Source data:
= Beginning of Section =

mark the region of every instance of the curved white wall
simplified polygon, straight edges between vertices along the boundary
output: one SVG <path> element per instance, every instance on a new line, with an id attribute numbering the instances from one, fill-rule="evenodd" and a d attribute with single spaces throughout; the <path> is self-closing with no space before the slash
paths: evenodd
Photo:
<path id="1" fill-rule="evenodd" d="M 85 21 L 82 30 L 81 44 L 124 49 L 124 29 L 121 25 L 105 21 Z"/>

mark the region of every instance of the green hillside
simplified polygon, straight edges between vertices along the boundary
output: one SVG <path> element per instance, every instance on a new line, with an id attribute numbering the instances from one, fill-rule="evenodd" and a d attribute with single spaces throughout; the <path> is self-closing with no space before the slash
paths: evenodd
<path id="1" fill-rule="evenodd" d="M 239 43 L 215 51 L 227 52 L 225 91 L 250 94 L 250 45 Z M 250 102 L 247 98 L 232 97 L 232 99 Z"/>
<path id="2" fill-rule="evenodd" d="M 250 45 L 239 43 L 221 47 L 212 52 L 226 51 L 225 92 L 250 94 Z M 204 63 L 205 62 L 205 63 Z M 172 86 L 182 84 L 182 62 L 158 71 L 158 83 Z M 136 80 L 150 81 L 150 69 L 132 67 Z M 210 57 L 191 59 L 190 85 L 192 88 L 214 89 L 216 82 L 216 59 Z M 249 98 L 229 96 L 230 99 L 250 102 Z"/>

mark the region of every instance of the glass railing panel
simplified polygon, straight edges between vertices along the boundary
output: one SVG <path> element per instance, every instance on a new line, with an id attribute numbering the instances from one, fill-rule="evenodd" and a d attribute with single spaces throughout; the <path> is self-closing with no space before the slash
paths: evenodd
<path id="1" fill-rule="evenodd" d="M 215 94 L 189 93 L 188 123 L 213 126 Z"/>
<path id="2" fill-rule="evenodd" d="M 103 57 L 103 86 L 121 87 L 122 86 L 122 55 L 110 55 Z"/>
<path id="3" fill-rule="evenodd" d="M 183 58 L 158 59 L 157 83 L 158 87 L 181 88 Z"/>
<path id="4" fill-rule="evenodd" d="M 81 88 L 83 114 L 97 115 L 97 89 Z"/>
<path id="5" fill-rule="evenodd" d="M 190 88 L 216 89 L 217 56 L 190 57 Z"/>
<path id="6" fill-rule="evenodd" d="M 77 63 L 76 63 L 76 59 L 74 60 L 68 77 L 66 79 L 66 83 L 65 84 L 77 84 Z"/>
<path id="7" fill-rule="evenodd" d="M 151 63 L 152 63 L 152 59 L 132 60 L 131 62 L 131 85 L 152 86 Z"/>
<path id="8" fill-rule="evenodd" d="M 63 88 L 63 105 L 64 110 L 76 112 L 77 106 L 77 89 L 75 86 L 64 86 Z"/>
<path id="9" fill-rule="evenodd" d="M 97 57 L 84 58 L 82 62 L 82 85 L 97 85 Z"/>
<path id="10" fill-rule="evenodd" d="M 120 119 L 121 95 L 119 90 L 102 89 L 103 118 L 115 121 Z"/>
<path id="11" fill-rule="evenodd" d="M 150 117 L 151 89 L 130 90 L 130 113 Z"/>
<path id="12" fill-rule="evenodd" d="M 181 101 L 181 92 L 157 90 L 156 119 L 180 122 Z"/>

= End of Section =

Work instruction: Please give back all of the records exactly as written.

Answer to this exercise:
mark the region of every instance of the curved white wall
simplified polygon, straight edges between vertices along the boundary
output: one SVG <path> element per instance, every instance on a new line, with an id attribute numbering the instances from one, fill-rule="evenodd" and a d attribute with single spaces throughout; the <path> is self-closing with no space before the slash
paths: evenodd
Photo:
<path id="1" fill-rule="evenodd" d="M 85 21 L 82 30 L 81 44 L 124 49 L 124 29 L 121 25 L 105 21 Z"/>

mark the region of every instance of the green hillside
simplified polygon, straight edges between vertices along the boundary
output: one SVG <path> element per instance, every instance on a new line, with an id attribute numbering the instances from one, fill-rule="evenodd" and a d attribute with single spaces throughout; the <path> is self-closing with no space before the slash
paths: evenodd
<path id="1" fill-rule="evenodd" d="M 239 43 L 215 51 L 227 52 L 225 91 L 250 94 L 250 45 Z M 250 102 L 247 98 L 232 97 L 232 99 Z"/>
<path id="2" fill-rule="evenodd" d="M 250 45 L 239 43 L 221 47 L 212 52 L 226 51 L 225 92 L 250 94 Z M 204 63 L 205 62 L 205 63 Z M 172 86 L 182 84 L 182 62 L 158 71 L 158 83 Z M 136 80 L 150 81 L 150 69 L 132 67 Z M 210 57 L 191 59 L 190 85 L 192 88 L 214 89 L 216 82 L 216 59 Z M 249 98 L 229 96 L 230 99 L 250 102 Z"/>

mark the region of every instance of the glass railing panel
simplified polygon, straight edges between vertices along the boundary
output: one SVG <path> element per instance, every instance on a new line, with an id attribute numbering the instances from one, fill-rule="evenodd" and a d attribute with single spaces throughout; the <path> is self-closing with no space before the slash
paths: evenodd
<path id="1" fill-rule="evenodd" d="M 215 94 L 189 93 L 188 123 L 213 126 Z"/>
<path id="2" fill-rule="evenodd" d="M 103 57 L 103 86 L 121 87 L 122 86 L 122 55 L 110 55 Z"/>
<path id="3" fill-rule="evenodd" d="M 183 58 L 158 59 L 157 83 L 158 87 L 181 88 Z"/>
<path id="4" fill-rule="evenodd" d="M 81 88 L 83 114 L 97 115 L 97 89 Z"/>
<path id="5" fill-rule="evenodd" d="M 190 88 L 216 89 L 217 56 L 190 57 Z"/>
<path id="6" fill-rule="evenodd" d="M 77 63 L 76 63 L 76 59 L 74 60 L 68 77 L 66 79 L 66 83 L 65 84 L 77 84 Z"/>
<path id="7" fill-rule="evenodd" d="M 151 63 L 152 63 L 152 59 L 132 60 L 131 62 L 131 85 L 152 86 Z"/>
<path id="8" fill-rule="evenodd" d="M 63 88 L 63 105 L 64 110 L 76 112 L 77 106 L 77 89 L 75 86 L 64 86 Z"/>
<path id="9" fill-rule="evenodd" d="M 97 57 L 84 58 L 82 62 L 82 85 L 97 85 Z"/>
<path id="10" fill-rule="evenodd" d="M 120 119 L 121 95 L 119 90 L 102 89 L 103 118 L 115 121 Z"/>
<path id="11" fill-rule="evenodd" d="M 150 117 L 151 89 L 130 90 L 130 113 Z"/>
<path id="12" fill-rule="evenodd" d="M 181 101 L 181 92 L 157 90 L 156 119 L 180 122 Z"/>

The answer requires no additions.